**Input records**.
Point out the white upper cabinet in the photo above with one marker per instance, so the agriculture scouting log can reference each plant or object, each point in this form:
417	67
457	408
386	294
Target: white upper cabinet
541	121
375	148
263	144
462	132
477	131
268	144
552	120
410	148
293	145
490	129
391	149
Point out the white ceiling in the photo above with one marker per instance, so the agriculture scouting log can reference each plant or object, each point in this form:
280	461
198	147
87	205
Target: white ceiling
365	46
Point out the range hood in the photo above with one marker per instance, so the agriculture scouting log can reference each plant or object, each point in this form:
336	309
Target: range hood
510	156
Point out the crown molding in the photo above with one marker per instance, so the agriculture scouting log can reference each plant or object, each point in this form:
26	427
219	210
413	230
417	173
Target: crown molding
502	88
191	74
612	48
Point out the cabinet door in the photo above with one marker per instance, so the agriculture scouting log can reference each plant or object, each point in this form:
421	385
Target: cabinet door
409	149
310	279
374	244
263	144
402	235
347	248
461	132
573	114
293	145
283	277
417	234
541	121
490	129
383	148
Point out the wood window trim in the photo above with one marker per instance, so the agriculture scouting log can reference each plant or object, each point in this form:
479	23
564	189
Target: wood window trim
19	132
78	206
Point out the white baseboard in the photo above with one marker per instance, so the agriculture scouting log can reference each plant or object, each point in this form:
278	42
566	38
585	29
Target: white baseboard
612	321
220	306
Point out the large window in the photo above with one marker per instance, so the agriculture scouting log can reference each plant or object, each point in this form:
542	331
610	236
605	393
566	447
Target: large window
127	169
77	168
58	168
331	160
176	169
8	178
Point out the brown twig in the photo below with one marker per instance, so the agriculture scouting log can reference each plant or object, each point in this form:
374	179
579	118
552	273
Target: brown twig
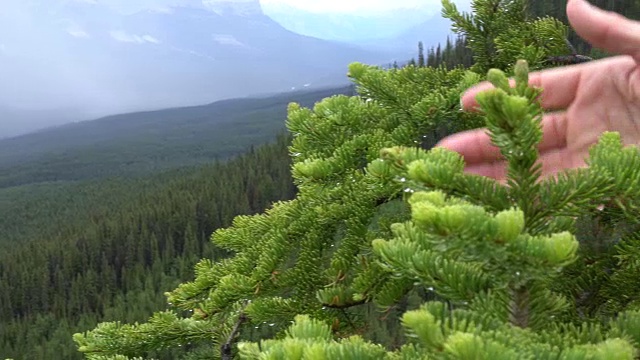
226	349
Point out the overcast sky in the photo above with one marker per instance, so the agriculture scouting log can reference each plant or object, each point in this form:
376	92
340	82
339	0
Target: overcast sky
319	6
355	6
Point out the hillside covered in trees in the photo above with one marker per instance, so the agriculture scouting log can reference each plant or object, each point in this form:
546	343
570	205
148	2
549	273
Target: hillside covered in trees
78	250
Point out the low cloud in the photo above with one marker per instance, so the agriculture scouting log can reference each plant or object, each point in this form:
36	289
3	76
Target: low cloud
226	40
122	36
77	32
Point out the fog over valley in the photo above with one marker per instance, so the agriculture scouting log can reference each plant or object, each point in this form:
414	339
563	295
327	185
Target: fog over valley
70	60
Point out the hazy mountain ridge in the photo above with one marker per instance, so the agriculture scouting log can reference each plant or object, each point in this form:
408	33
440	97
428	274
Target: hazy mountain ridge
357	27
139	143
106	62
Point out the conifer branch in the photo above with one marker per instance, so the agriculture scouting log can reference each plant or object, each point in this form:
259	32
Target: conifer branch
226	349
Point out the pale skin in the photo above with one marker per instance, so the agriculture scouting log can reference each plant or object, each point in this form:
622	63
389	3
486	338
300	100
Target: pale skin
580	101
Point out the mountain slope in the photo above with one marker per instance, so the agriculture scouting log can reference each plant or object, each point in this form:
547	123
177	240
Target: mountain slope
91	57
138	143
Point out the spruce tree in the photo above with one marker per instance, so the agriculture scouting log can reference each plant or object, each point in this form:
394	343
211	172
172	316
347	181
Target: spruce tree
501	271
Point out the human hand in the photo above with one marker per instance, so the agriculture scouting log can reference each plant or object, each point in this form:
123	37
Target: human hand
580	101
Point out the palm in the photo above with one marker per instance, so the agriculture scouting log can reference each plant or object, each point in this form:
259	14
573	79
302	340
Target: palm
606	100
581	101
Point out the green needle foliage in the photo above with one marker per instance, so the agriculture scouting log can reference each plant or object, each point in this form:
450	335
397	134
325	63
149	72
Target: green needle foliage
503	271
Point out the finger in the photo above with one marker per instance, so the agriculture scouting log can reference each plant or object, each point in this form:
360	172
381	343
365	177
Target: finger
554	131
559	85
474	145
552	163
559	160
605	29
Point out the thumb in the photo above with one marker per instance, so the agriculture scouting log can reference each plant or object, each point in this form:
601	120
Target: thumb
605	29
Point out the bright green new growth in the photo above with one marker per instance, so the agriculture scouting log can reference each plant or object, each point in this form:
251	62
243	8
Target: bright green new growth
500	270
492	271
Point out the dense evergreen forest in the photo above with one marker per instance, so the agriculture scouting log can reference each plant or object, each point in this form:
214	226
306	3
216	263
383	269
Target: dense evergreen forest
82	241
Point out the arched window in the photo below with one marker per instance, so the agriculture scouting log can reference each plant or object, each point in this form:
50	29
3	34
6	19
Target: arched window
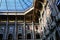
28	36
1	36
19	36
10	37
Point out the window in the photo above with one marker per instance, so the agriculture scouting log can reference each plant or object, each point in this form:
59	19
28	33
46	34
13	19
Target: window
37	36
19	36
36	27
10	37
58	5
15	5
1	36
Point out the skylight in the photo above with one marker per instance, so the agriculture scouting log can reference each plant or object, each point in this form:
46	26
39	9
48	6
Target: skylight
15	5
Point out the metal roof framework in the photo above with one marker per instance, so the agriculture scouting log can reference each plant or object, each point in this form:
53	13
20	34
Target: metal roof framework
16	6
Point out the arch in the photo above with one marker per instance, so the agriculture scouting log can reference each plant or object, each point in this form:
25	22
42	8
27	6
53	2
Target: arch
37	36
19	36
1	36
29	36
10	37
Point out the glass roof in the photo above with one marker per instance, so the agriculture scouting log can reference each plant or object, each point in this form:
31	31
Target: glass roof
15	5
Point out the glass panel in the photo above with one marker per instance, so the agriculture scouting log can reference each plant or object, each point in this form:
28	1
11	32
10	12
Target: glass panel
11	28
15	5
20	28
1	36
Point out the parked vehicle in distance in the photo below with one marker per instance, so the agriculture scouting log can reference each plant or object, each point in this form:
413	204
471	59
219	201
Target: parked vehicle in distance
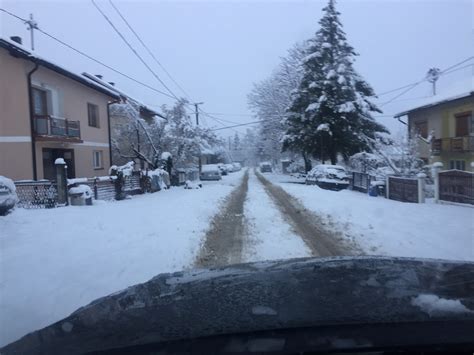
223	169
210	172
237	166
266	167
8	197
331	177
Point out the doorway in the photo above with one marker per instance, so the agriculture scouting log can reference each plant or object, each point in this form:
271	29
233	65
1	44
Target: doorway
49	157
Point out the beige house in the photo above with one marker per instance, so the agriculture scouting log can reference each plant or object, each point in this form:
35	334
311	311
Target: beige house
48	112
444	126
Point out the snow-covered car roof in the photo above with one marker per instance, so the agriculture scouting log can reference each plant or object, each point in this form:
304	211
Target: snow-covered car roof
22	52
210	167
458	90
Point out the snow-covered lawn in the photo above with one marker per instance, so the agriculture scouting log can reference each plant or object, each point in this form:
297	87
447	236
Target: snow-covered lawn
268	236
385	227
54	261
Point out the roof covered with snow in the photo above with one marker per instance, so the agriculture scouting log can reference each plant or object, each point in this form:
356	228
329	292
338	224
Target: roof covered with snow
20	51
458	90
121	93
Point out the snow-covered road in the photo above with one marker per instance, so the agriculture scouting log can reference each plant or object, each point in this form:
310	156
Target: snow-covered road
267	235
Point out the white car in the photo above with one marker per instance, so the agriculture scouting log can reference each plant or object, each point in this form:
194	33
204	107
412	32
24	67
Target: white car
331	177
210	172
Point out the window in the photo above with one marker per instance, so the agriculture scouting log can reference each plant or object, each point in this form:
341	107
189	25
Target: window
97	159
421	128
457	164
93	115
462	124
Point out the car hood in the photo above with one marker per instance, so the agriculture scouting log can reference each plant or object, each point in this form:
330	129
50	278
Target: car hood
263	296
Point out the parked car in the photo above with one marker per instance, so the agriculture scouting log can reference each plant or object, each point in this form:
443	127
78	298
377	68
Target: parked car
223	169
237	166
266	167
210	172
230	168
8	197
331	177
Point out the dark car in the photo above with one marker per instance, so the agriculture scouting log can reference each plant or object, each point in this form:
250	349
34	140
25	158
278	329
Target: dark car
332	177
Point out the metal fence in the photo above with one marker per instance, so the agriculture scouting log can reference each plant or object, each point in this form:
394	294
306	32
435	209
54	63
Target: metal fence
403	189
456	186
36	194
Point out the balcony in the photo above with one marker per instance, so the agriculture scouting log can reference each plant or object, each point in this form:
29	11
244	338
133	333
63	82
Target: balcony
51	128
452	145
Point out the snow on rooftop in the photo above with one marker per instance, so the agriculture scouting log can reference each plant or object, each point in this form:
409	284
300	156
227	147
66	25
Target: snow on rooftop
457	90
34	55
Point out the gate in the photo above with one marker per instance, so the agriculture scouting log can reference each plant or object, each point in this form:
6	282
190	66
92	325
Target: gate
456	186
36	194
403	189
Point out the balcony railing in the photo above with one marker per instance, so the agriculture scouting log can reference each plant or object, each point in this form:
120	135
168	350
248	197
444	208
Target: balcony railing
452	145
51	126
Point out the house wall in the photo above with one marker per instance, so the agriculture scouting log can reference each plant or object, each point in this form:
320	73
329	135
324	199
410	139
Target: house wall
69	100
15	133
441	119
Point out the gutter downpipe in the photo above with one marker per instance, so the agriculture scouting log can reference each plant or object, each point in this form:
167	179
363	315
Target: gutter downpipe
108	127
32	123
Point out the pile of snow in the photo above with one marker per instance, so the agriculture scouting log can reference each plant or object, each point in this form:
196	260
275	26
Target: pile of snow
54	261
165	155
189	185
83	191
385	227
8	197
434	305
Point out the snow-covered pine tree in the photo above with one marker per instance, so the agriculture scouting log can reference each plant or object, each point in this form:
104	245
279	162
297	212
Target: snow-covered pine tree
331	93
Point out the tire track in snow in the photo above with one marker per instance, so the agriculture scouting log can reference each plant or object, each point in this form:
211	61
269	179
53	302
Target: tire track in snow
307	225
267	235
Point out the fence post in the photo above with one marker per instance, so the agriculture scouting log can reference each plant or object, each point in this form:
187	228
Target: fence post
435	168
61	180
96	192
421	187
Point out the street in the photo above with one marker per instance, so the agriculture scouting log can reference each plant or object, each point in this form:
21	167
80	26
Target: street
260	221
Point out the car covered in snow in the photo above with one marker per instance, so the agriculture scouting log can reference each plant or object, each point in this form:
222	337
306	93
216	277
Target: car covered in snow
8	197
210	172
223	168
331	177
266	167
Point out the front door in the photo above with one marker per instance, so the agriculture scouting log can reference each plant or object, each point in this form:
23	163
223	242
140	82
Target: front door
49	157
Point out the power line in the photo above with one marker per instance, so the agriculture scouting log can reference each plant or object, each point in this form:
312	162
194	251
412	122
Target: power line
148	50
90	57
133	50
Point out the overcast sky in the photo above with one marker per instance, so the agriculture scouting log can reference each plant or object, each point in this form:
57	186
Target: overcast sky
216	49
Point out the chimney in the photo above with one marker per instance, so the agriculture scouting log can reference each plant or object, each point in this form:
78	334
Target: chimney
16	39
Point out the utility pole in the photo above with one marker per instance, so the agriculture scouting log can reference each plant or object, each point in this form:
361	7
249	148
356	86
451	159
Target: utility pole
32	25
196	105
433	76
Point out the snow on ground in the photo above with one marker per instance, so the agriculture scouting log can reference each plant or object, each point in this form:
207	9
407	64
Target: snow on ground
385	227
56	260
268	236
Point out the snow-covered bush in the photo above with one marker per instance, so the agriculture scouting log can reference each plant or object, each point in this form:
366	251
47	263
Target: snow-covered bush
8	197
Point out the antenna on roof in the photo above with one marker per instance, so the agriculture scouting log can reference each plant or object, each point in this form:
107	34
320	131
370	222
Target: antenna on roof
32	25
432	76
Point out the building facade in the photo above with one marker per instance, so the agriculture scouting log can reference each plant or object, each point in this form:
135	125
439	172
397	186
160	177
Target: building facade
444	129
48	112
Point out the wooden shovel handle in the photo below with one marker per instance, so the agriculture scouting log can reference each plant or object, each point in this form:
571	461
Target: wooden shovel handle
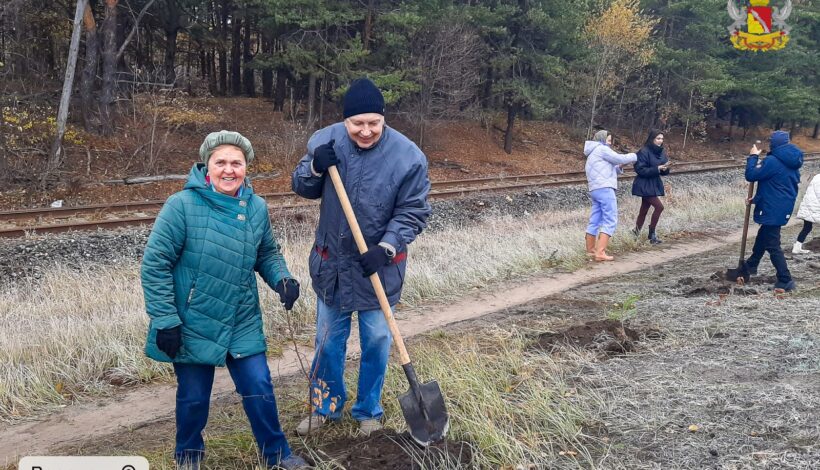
746	223
374	278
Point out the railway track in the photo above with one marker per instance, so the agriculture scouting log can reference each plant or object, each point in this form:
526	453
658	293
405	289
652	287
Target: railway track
107	216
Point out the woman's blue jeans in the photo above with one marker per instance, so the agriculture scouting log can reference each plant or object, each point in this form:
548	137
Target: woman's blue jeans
328	394
251	377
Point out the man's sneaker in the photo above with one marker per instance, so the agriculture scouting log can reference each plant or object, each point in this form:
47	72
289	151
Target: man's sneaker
369	426
293	462
188	465
786	286
310	424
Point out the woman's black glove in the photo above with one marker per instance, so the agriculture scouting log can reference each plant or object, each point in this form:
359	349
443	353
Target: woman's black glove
288	290
324	157
170	340
375	258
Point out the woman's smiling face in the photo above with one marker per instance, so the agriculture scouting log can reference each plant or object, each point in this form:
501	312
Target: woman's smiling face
227	169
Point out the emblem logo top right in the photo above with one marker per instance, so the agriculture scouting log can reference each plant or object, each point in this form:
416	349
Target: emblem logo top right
765	26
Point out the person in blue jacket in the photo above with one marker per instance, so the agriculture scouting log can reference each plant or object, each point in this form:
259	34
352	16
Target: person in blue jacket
199	279
653	162
777	175
385	175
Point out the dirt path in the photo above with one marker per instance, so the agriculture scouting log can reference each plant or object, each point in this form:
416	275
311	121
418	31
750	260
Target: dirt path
135	408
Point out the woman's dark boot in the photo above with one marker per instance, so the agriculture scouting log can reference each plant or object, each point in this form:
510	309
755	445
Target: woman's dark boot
653	237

**What you have to do**. Read through the entries and copy every line that includes "below".

**Result of the exercise**.
Point out the brown twig in the photo below with one marker per instance, so the agriculture scouting log can reference each plant or object, each point in this form:
Point out the arched window in the photo below with one marker per instance, so the agriculture scouting log can reference each plant or object, each point in this form:
Point out the parked vehicle in distance in the photo below with one marker per instance, so the agriculture scouting log can reference each plant or object, each point in this form:
Point out the wooden shovel handle in the photo below with one marker per instance, so the agriculture scouting log can reference each plant or object, each point in this form:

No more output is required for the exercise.